TEXT SEGMENT:
* START *
Figuring out the perfect floor plan for a living space isn't always easy. If someone is renting, they're at the mercy of whoever created the building and the area they've already laid out. However, most cities have a number of options when it comes to renting an apartment, so having a few features in mind allows people to narrow down their choices and save time by only looking at the units that best match their needs.
Around 100 million Americans rent their homes in the United States, meaning there are about half as many renters as homeowners. Apartment managers are aware that demand is high, particularly among millennials who are still saving for a down payment and seniors who don't want the upkeep of a house.
There are many advantages to renting, particularly when people are just starting out on their own, but figuring out how much space is needed and the right layout isn't as easy as it sounds. It's difficult to know what's workable until someone actually lives in an area. Fortunately, there are factors that can help them decide.
Data on how much square footage is needed per person varies between 100 and 400 square feet, although this can feel pretty tight. A single-person household should determine how much entertaining they do, any pets they have and if they can comfortably live in a few hundred square feet. As a rule of thumb, the bare minimum that will provide comfort is likely:
- One person — 400 square feet
- Two people — 540 square feet
- Three people — 655 square feet
- Four people — 795 square feet
- Five people — 925 Square Feet
- Six people — 1,020 square feet
The size of a dog or cat and how many pets a renter has also makes a difference in the space needed. For example, a 37-inch long dog needs 10 square feet of floor space for laying down and moving around.
Location and Density
If someone lives in a big metropolitan area, such as New York City, space may be severely limited and the cost of square footage precious. In these cases, they might have to learn to live with less floor space than if they moved out to the suburbs in the Midwest, where real estate costs less and people can buy more square footage for the same money.
* END *
GIVEN RECORDS:
* START *
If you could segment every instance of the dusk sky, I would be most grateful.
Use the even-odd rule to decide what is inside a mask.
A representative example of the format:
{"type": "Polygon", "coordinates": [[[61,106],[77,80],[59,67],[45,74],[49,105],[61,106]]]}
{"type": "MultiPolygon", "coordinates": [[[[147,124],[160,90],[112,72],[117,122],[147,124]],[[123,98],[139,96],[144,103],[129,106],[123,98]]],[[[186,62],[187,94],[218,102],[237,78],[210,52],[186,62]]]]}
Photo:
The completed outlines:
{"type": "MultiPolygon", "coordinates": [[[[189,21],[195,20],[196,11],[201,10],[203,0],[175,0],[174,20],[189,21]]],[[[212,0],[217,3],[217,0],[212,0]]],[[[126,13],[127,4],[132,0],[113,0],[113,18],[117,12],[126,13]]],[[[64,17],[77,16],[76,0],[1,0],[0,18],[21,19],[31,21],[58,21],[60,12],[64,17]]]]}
* END *
TO BE DONE: Copy the apartment-renting text, everything from "There are many" down to "help them decide.", and swap "layout" for "floor plan".

SOLUTION FOR THIS PROBLEM:
There are many advantages to renting, particularly when people are just starting out on their own, but figuring out how much space is needed and the right floor plan isn't as easy as it sounds. It's difficult to know what's workable until someone actually lives in an area. Fortunately, there are factors that can help them decide.